L'addetto, dopo averlo preso dalle mani di uno di noi ed accostato agli altri, non si era preoccupato che venisse caricato.
Prima visita della giornata alla madrasa di Kukeldash, uno dei pochi monumenti ad essere rimasto parzialmente in piedi dopo il terremoto del 1966 che ha distrutto la città.
La scuola coranica si può paragonare, come livello di studio, ad un nostro liceo o all'università. E' possibile accedervi solo per concorso: molti sono gli esclusi. Visitiamo il cortile solo lungo la parte situata ad est. Nel lato opposto sono in corso le lezioni e non è possibile avvicinarsi. Le aule si affacciano sul cortile e sono per la maggior parte piccole. Sulle pareti originali ci sono ancora splendide maioliche bianco azzurre.
L'impianto dell'aria condizionata del pullman non funziona. Il caldo impedisce di proseguire con lo stesso mezzo. Massimo e Flora avvertono i responsabili e rimaniamo in attesa sul da farsi ai bordi della strada sotto l'ombra di alcuni alberi. La polvere alzata dalle auto prende alla gola. Dobbiamo cercare refrigerio altrove. Molti entrano in un negozio di lampadari che si trova lì a fianco, facendo finta di essere interessati agli articoli in vendita. Ma senza fare acquisti la manfrina non può reggere più di tanto. Altri si spingono più lontano alla ricerca di un bar e quando arriva l'ordine di salire sul pullman per ripartire, qualcuno manca.
"Avevate detto che potevamo allontanarci per dieci minuti!" Ma i minuti trascorsi erano un poco di più.
La seconda meta è il museo dell'artigianato Amaliy San'at. Nelle belle sale sono esposti tappeti, vesti e gioielli.
Terminata la visita attendiamo qui il nuovo pullman e quando finalmente arriva con la valigia dimenticata, facciamo il trasbordo dei bagagli dal primo al secondo mezzo. Adesso abbiamo due autisti Akvar e Abdullah.
Pranzo a buffet al ristorante Admiral. Vino offerto ed altre bibite a consumo. La gradita sorpresa del tour è che oltre all'acqua minerale, sempre a disposizione, una volta al giorno ci viene offerto vino o vodka.
━━━━━━━━━━━━━━━━━━━━━━━━━━━━━━
### CONSEGNA A
Riporti fedelmente il passo del diario di viaggio che inizia con "Prima visita della" e termina con "distrutto la città.".
### CONSEGNA B
Riassuma in forma più concisa il paragrafo del diario di viaggio che comincia con "L'impianto dell'aria condizionata del pullman", mantenendone i fatti principali.
### CONSEGNA C
Prosegua il diario di viaggio scrivendo il seguito, a partire dal punto in cui si interrompe.
Il materiale non è necessario per lo svolgimento.
━━━━━━━━━━━━━━━━━━━━━━━━━━━━━━
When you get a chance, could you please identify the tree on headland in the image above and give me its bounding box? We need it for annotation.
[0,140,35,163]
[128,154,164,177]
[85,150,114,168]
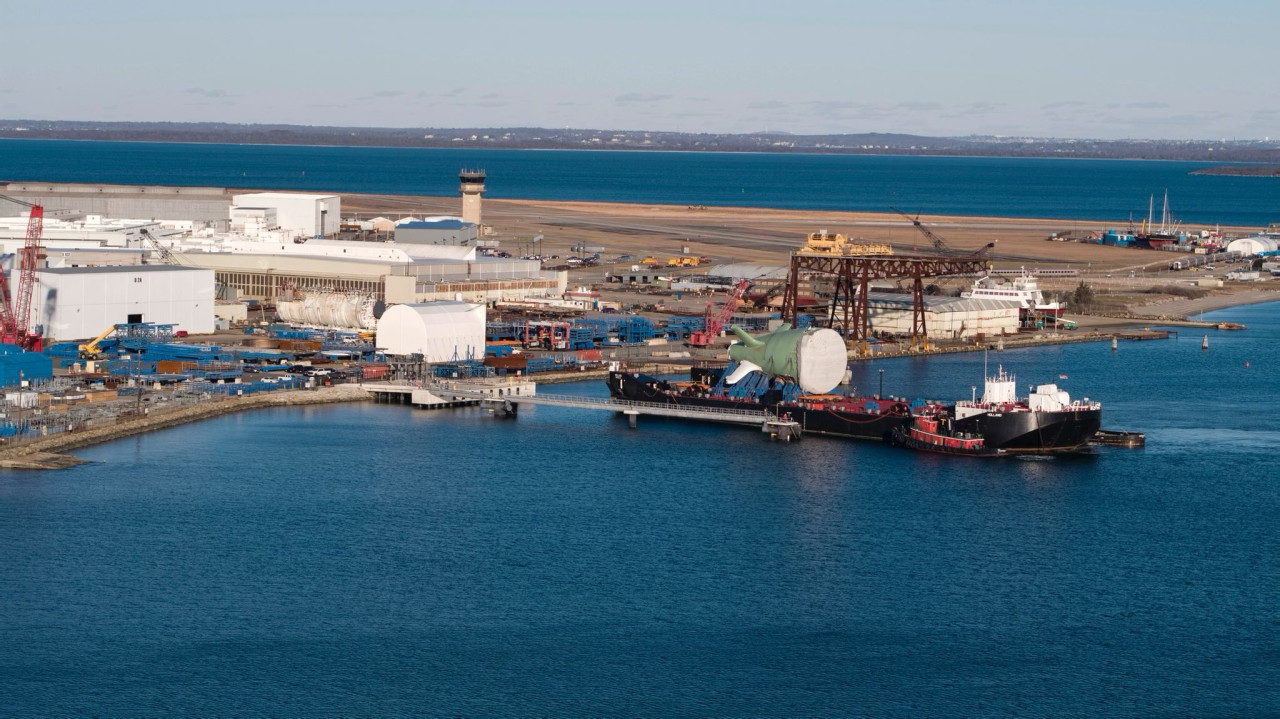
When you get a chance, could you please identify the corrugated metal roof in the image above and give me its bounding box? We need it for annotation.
[707,264,790,280]
[40,265,209,275]
[396,220,475,230]
[867,292,1020,312]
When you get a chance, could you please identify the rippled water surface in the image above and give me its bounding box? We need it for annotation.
[0,304,1280,716]
[0,139,1280,222]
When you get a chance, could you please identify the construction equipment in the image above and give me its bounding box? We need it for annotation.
[890,207,952,255]
[141,229,182,265]
[689,280,751,347]
[77,325,115,360]
[0,194,45,352]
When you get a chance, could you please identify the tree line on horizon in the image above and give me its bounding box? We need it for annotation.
[0,120,1280,163]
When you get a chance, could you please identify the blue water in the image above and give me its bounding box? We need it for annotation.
[0,304,1280,716]
[0,139,1280,226]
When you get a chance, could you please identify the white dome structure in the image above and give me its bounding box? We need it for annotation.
[376,302,485,362]
[1226,233,1280,257]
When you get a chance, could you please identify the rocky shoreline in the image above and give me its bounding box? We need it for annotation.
[0,385,369,470]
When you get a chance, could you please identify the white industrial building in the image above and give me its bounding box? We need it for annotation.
[376,302,485,362]
[396,217,480,247]
[867,292,1020,339]
[28,265,214,342]
[230,192,342,237]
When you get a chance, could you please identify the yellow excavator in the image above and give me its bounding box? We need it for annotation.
[78,325,115,360]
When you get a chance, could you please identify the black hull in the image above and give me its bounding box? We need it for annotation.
[607,372,911,441]
[607,372,1102,454]
[954,409,1102,453]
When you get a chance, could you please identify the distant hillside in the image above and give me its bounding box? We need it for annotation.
[1192,165,1280,178]
[0,120,1280,162]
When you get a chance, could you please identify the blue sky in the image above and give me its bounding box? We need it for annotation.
[0,0,1280,139]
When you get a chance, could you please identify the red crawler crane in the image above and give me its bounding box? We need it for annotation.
[0,194,45,352]
[689,280,750,347]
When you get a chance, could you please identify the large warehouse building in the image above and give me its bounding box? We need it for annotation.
[228,192,342,237]
[867,292,1019,339]
[27,265,214,342]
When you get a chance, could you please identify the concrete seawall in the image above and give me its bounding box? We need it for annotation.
[0,385,369,470]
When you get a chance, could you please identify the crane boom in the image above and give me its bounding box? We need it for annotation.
[0,194,45,352]
[689,280,751,347]
[142,229,182,265]
[890,207,951,253]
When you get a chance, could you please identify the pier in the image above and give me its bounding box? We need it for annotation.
[365,381,801,441]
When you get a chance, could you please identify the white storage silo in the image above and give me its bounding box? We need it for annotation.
[376,302,485,362]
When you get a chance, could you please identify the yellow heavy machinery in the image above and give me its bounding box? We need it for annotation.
[77,325,115,360]
[799,230,893,257]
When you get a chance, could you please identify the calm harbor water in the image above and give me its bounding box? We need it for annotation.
[0,139,1280,226]
[0,304,1280,716]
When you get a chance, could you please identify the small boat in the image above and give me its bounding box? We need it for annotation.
[892,415,1005,457]
[1089,430,1147,449]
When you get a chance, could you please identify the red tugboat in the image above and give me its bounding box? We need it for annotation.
[892,413,1006,457]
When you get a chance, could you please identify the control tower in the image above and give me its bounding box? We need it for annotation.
[458,168,484,228]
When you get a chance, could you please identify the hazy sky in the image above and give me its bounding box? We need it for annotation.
[0,0,1280,139]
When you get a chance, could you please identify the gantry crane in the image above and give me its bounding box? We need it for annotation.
[689,280,751,347]
[0,194,45,352]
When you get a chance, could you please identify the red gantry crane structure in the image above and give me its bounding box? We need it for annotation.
[0,194,45,352]
[689,280,751,347]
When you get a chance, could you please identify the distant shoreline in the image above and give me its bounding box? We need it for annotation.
[1192,165,1280,178]
[0,119,1280,162]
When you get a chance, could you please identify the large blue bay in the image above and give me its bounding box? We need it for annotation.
[0,299,1280,716]
[0,139,1280,226]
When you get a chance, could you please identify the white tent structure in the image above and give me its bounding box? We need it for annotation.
[1226,233,1280,257]
[376,302,485,362]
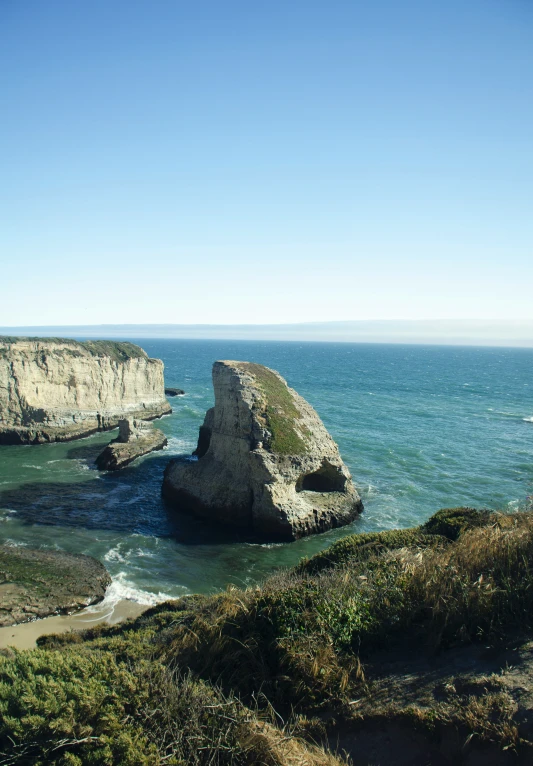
━━━━━━━━━━━━━━━━━━━━━━━━━━━━━━
### RISULTATO A
Prima visita della giornata alla madrasa di Kukeldash, uno dei pochi monumenti ad essere rimasto parzialmente in piedi dopo il terremoto del 1966 che ha distrutto la città.

### RISULTATO B
Il caldo impedisce di proseguire, perché l'aria condizionata del pullman è guasta. Massimo e Flora avvisano i responsabili. Il gruppo attende a bordo strada, all'ombra di alcuni alberi, tra la polvere sollevata dalle auto. Molti si rifugiano in un vicino negozio di lampadari fingendosi interessati, mentre altri si allontanano in cerca di un bar. Quando arriva l'ordine di ripartire, qualcuno manca.

### RISULTATO C
Terminiamo con un dolce fatto con miele uova e farina, tradizionale nei banchetti dei matrimoni il "ciack ciack" e delle piccole meline, comperate da Flora, che sembrano quelle della Barbie.
Una breve sosta in piazza Mustakilic (dell'indipendenza), un giro senza fermarci in Piazza Amir Temur col teatro Navoi e poi piano piano ci dirigiamo verso la strada per Samarcanda, a due corsie di marcia e a doppia carreggiata.
Sono le 15,30 e fa molto caldo. L'impianto dell'aria condizionata funziona un po' di più di quello dell'altro pullman, ma poco.
Si suda. Mi viene da sorridere pensando che, col timore del getto freddo, nello zainetto questa mattina ho messo due golf, uno a maniche lunghe uno senza.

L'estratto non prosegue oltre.